### Gestellte Aufgabe 1
Kannst du die Datensätze ab der Zeile mit „of the sponsor“ bis zum Ende der Datensätze noch einmal ausgeben und darin „crowd of spectators“ durch „audience“ ersetzen, ohne sonst etwas zu ändern?

### Textauszug
====

Die munteren Vögelchen bringen ihre schnarrenden tiefen Töne mit geschlossenem Schnabel hervor. „Das kann sonst keiner“, sagt Jochen Klähn, und der muss es wissen, er leitet das Kanarien-Museum in St.Andreasberg. In der ehemaligen Gaipelwärterwohnung der Grube Samson, eine Art Hausmeisterwohnung, knarzen die Dielen wie in einer Oberharzer Stube. Steil aufwärts geht es zunächst über Holzstufen in das einzige Kanarien-Museum Deutschlands. 2001 wurde es eingerichtet. Zu sehen gibt es historische Käfige, Nester, Tränken, Plaketten und Plakate und natürlich die original Harzer Roller.

Noch mal zum Gesang: Der wird als klar beschrieben, bestehend aus wechselnden Schlägen, Trillern und Rollern. Auf Wikipedia heißt es weiter an einer Stelle, die an Loriots Jodeldiplom erinnert: „Der Vogel singt lülülü oder lololo bis zum tiefen lululu in leicht abgesetzter Form.“ Zu verdanken sein soll dieser Gesang dem Bergmann und Vogelzüchter Wilhelm Trute (1836 bis 1889). Der Überlieferung nach hat er die ersten Harzer Roller gezüchtet, die den typischen Gesang beherrschten. Dafür wurde Trute weltweit bekannt. Die Harzer Roller wurden auch in anderen Orten gezüchtet, aber St.Andreasberg wird die Hochburg. Die Geschichte der gefiederten Roller ist schnell erzählt: Um das Jahr 1730 bringen Tiroler Bergleute die Kanarienvögel in den Harz. 1806 lässt sich ein hauptberuflicher Vogelhändler ins Stadtregister eintragen. Und 1824 werden in St. Andreasberg bereits rund 4000 Kanarienhähne pro Jahr verkauft.

====

### Zu bearbeitendes Material

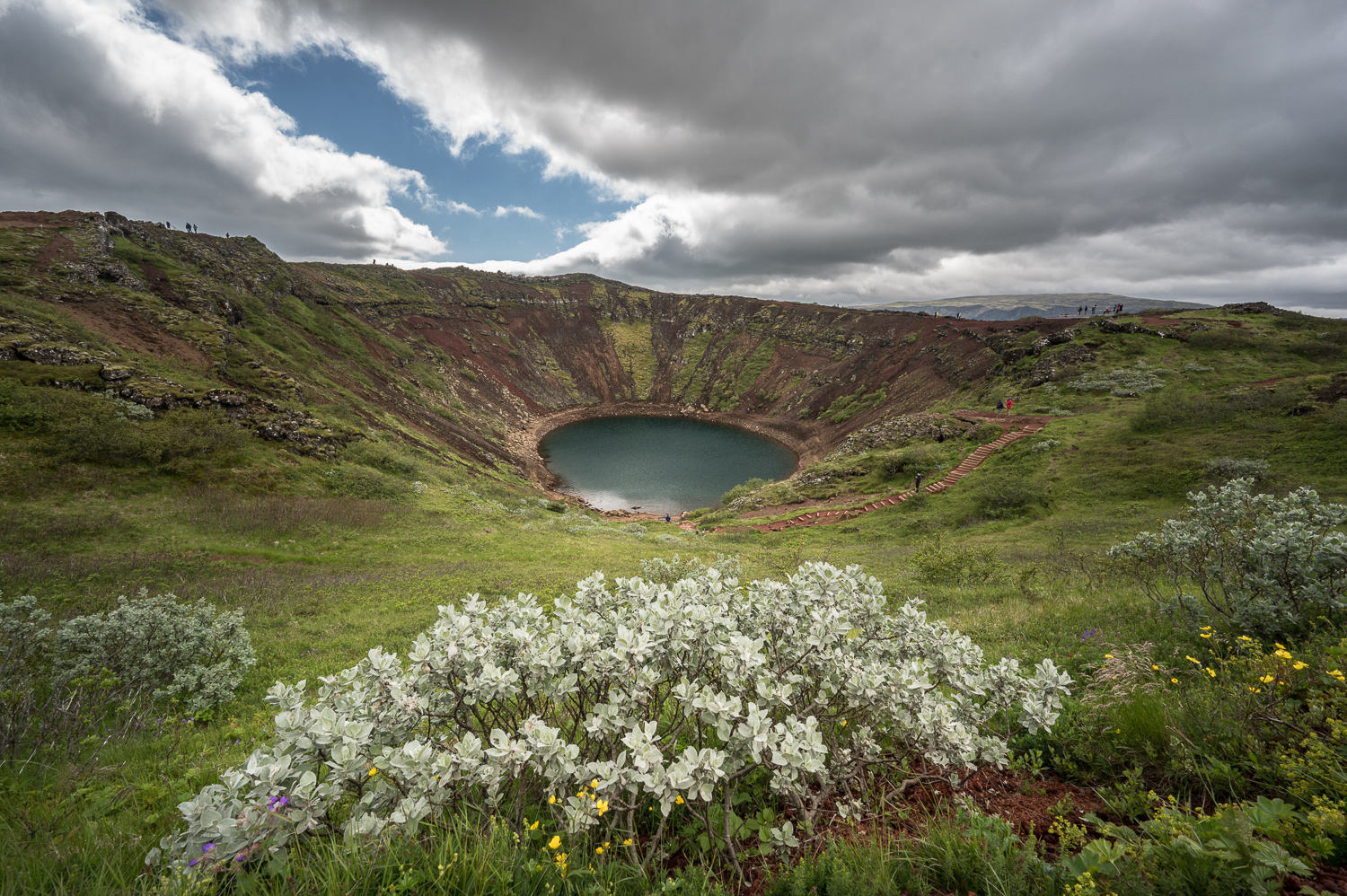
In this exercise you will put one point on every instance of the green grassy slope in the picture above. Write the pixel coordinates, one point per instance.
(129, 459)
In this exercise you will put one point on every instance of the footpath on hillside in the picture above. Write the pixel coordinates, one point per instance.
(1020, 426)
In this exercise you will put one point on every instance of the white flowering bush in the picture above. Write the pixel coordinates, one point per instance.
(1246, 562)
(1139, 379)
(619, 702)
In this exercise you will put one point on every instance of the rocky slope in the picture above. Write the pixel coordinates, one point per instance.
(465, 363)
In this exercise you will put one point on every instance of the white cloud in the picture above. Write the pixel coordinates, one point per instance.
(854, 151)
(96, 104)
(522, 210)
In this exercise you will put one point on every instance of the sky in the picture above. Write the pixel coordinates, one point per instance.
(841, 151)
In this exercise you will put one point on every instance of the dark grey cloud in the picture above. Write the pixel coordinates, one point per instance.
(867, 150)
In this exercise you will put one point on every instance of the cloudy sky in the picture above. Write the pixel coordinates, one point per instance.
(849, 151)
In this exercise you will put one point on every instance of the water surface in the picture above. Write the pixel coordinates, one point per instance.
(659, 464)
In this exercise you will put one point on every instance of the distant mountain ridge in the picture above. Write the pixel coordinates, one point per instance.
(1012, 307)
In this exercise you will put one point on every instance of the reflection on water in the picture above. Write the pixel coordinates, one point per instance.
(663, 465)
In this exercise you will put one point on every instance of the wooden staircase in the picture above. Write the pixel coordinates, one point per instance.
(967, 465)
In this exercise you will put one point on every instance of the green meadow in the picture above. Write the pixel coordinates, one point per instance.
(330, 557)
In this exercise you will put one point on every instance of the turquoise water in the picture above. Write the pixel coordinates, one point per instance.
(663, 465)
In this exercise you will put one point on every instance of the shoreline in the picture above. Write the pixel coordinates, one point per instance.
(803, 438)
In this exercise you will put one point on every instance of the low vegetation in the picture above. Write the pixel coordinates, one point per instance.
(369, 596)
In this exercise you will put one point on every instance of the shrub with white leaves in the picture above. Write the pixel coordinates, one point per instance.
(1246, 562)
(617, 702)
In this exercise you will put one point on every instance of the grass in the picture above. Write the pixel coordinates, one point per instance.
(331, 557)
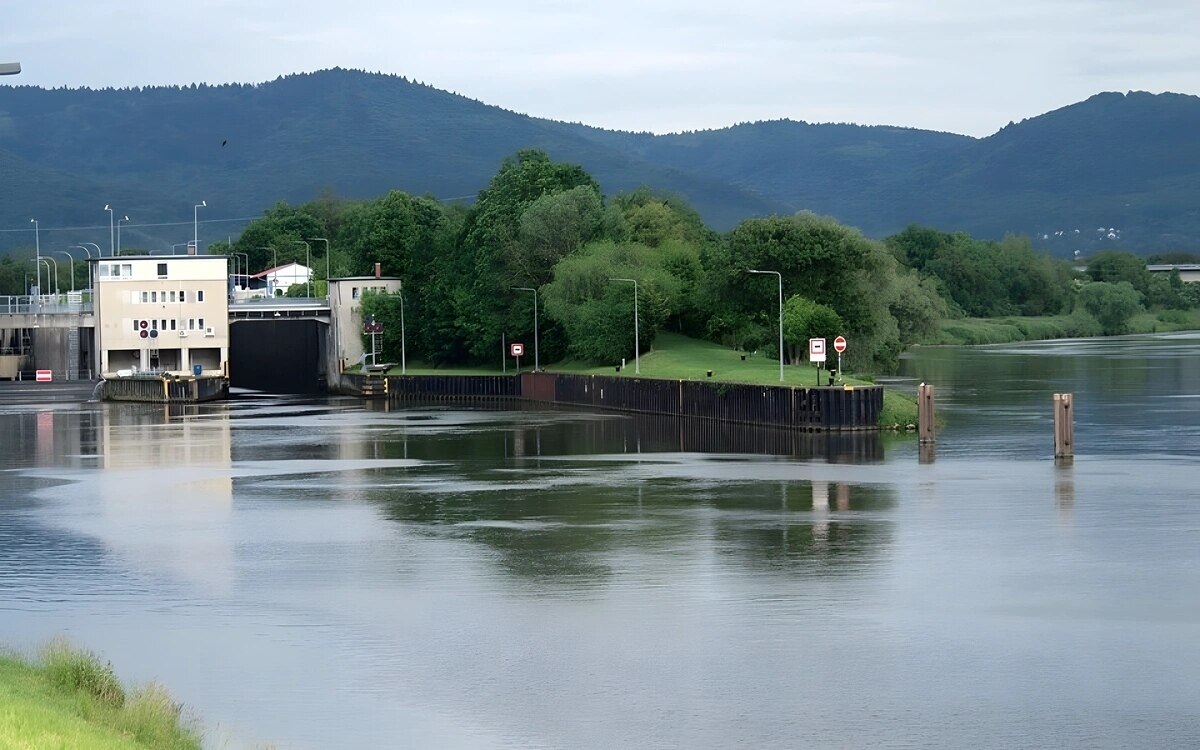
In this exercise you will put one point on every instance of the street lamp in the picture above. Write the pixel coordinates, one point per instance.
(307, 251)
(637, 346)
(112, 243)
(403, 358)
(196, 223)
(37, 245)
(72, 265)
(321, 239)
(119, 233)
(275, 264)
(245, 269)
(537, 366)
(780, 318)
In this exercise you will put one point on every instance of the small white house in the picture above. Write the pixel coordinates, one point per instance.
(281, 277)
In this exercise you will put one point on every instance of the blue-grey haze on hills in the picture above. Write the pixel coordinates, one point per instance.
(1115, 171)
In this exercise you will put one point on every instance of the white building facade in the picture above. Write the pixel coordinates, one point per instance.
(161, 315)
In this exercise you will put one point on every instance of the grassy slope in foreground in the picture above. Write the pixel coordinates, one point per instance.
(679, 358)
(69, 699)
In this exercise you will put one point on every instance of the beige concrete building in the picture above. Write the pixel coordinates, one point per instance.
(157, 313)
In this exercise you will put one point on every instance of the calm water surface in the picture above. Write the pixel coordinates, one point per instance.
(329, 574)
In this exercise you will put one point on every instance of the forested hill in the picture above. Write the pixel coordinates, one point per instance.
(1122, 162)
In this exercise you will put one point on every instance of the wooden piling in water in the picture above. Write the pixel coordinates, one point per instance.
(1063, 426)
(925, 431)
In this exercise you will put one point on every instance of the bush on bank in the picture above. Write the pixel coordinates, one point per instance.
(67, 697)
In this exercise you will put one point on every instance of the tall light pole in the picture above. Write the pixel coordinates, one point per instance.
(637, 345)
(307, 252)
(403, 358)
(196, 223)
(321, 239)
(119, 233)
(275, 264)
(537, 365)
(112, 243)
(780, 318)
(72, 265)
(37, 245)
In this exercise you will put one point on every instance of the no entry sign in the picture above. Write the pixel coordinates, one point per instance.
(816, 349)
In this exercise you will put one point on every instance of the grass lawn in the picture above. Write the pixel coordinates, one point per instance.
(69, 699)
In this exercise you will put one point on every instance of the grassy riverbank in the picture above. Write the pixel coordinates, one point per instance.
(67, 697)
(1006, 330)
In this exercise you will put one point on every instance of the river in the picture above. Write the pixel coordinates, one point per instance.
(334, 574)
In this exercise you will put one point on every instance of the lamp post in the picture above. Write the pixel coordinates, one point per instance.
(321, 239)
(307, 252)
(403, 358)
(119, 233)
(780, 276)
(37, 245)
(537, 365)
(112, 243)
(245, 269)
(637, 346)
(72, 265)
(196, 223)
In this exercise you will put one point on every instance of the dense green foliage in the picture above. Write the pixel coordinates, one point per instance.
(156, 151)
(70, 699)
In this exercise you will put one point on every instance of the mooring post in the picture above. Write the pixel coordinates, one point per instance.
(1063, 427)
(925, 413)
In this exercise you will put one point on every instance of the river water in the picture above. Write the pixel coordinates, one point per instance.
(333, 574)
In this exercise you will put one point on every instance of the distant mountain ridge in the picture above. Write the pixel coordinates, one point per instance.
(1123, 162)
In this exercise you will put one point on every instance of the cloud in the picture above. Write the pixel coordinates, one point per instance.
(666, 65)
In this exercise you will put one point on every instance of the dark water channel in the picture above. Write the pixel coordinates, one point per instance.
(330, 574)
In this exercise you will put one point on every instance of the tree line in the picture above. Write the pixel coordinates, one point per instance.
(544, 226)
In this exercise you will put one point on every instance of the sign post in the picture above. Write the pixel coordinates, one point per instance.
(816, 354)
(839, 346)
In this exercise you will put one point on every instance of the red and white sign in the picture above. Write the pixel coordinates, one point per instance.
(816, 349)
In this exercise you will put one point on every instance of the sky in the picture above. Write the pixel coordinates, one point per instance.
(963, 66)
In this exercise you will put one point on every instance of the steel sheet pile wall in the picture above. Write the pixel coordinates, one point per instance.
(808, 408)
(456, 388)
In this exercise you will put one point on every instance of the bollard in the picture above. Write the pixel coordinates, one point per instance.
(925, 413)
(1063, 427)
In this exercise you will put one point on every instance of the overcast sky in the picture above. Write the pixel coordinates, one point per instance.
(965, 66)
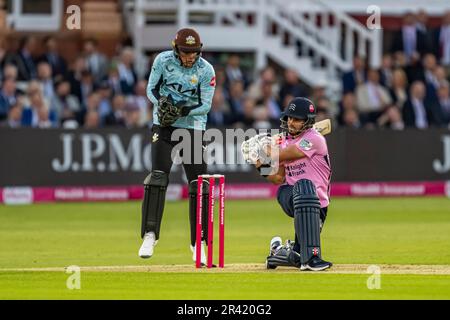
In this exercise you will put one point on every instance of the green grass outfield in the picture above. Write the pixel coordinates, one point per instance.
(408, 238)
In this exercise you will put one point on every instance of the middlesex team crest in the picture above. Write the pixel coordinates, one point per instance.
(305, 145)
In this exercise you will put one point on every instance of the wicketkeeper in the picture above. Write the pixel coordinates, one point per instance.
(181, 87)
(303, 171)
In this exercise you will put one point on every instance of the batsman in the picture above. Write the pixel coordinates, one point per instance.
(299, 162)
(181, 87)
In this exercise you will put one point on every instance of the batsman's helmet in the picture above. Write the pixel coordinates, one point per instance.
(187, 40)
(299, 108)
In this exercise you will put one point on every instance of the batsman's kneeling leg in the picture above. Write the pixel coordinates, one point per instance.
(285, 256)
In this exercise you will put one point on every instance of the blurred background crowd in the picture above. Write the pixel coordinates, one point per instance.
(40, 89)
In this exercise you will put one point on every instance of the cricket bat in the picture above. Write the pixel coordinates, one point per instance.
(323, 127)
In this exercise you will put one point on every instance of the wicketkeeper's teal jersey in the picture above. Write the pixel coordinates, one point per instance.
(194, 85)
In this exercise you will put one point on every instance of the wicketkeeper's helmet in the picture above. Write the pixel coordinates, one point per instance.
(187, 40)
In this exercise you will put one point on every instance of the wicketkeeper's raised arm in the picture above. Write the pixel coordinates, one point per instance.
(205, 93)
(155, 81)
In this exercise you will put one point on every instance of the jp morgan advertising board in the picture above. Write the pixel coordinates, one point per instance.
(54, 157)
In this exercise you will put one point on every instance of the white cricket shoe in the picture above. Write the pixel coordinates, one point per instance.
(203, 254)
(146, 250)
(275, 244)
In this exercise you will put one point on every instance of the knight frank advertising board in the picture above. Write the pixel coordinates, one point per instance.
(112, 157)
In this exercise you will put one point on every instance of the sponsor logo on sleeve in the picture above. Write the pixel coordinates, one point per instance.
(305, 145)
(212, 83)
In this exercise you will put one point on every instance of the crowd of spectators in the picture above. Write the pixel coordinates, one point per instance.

====

### Gestellte Aufgabe 2
Kannst du aus dem Textauszug über die Harzer Roller eine Passage wortgetreu abschreiben, beginnend bei den Worten „Die munteren Vögelchen“ und endend nach „original Harzer Roller.“?

### Schriftliche Antwort 1
In this exercise you will put one point on every instance of the sponsor logo on sleeve in the picture above. Write the pixel coordinates, one point per instance.
(305, 145)
(212, 83)
In this exercise you will put one point on every instance of the audience in the picture above. Write the pixel coordinates, one point per instance.

### Schriftliche Antwort 2
Die munteren Vögelchen bringen ihre schnarrenden tiefen Töne mit geschlossenem Schnabel hervor. „Das kann sonst keiner“, sagt Jochen Klähn, und der muss es wissen, er leitet das Kanarien-Museum in St.Andreasberg. In der ehemaligen Gaipelwärterwohnung der Grube Samson, eine Art Hausmeisterwohnung, knarzen die Dielen wie in einer Oberharzer Stube. Steil aufwärts geht es zunächst über Holzstufen in das einzige Kanarien-Museum Deutschlands. 2001 wurde es eingerichtet. Zu sehen gibt es historische Käfige, Nester, Tränken, Plaketten und Plakate und natürlich die original Harzer Roller.